→ AVAILABLE RECORDS:
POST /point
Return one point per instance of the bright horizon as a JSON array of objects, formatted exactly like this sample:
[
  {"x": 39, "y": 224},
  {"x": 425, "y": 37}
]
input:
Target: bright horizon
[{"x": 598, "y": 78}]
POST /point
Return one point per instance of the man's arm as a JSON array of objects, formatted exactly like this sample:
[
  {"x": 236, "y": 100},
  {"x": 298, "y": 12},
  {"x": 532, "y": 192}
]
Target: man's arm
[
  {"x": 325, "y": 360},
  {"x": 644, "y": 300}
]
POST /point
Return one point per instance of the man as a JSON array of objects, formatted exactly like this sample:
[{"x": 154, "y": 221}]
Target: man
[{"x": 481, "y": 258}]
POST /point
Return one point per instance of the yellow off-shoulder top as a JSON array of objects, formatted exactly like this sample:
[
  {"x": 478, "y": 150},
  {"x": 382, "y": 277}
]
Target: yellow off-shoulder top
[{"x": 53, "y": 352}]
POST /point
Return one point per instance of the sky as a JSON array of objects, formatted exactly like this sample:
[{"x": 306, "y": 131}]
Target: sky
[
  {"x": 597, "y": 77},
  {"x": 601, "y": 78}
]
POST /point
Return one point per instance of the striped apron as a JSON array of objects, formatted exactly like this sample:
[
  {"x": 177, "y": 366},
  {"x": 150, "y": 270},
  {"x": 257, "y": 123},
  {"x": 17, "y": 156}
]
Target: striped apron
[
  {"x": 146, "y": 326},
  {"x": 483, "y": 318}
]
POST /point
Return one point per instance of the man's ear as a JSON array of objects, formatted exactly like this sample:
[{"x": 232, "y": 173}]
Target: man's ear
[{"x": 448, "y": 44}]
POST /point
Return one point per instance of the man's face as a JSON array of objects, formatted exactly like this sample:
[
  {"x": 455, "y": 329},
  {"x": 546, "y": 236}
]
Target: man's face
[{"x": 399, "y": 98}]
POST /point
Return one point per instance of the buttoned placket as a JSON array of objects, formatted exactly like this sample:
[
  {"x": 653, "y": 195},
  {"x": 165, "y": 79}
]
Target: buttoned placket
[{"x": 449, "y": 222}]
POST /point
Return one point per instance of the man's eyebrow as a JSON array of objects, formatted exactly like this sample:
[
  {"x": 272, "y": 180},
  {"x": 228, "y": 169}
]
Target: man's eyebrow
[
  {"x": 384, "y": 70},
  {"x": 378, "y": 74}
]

→ WHAT IS NEEDED: Each line of the material should be echoed exactly.

→ EXERCISE RESULT:
POST /point
Return one point per instance of the bright horizon as a JSON array of objects, formatted exactly like this sample:
[
  {"x": 39, "y": 224},
  {"x": 425, "y": 37}
]
input:
Target: bright horizon
[{"x": 598, "y": 78}]
POST /point
Return one point per instance of the man's arm as a JSON array of objects, formatted exactly like this sample:
[
  {"x": 236, "y": 100},
  {"x": 298, "y": 12},
  {"x": 532, "y": 192}
]
Target: man's arm
[
  {"x": 325, "y": 360},
  {"x": 644, "y": 300}
]
POST /point
Return one point per instance of the man as a JSON array of objects, formatted exactly like this sample:
[{"x": 154, "y": 221}]
Target: man
[{"x": 481, "y": 258}]
POST /point
Return one point per instance of the yellow off-shoulder top as a JSON array of objects, formatted exactly like this sample:
[
  {"x": 478, "y": 150},
  {"x": 382, "y": 277}
]
Target: yellow off-shoulder top
[{"x": 53, "y": 352}]
POST /point
Return one point per instance of the sky as a JSON array of objects, formatted exactly like this sample:
[{"x": 306, "y": 131}]
Target: sky
[
  {"x": 597, "y": 77},
  {"x": 601, "y": 78}
]
POST /point
Return one point per instance of the striped apron as a JSON array of objects, formatted exactly like this sample:
[
  {"x": 177, "y": 366},
  {"x": 150, "y": 270},
  {"x": 257, "y": 123},
  {"x": 17, "y": 156}
]
Target: striped apron
[
  {"x": 146, "y": 326},
  {"x": 483, "y": 318}
]
POST /point
Return one point per instance of the man's ear as a JSON array of objects, formatted exactly like this sample:
[{"x": 232, "y": 173}]
Target: man's ear
[{"x": 448, "y": 44}]
POST /point
Return one point per instance of the man's face as a JSON array of objects, formatted exactly like this sample:
[
  {"x": 455, "y": 329},
  {"x": 546, "y": 236}
]
Target: man's face
[{"x": 399, "y": 98}]
POST /point
Return one point per instance of the buttoned placket as a JSON array of objects, formatted exactly like this sample:
[
  {"x": 653, "y": 195},
  {"x": 165, "y": 79}
]
Target: buttoned placket
[{"x": 449, "y": 222}]
POST /point
Return one point per instance of the man's eyebrow as a JSON array of objects, formatted exactly like this sample:
[
  {"x": 272, "y": 180},
  {"x": 228, "y": 169}
]
Target: man's eyebrow
[
  {"x": 384, "y": 70},
  {"x": 378, "y": 74}
]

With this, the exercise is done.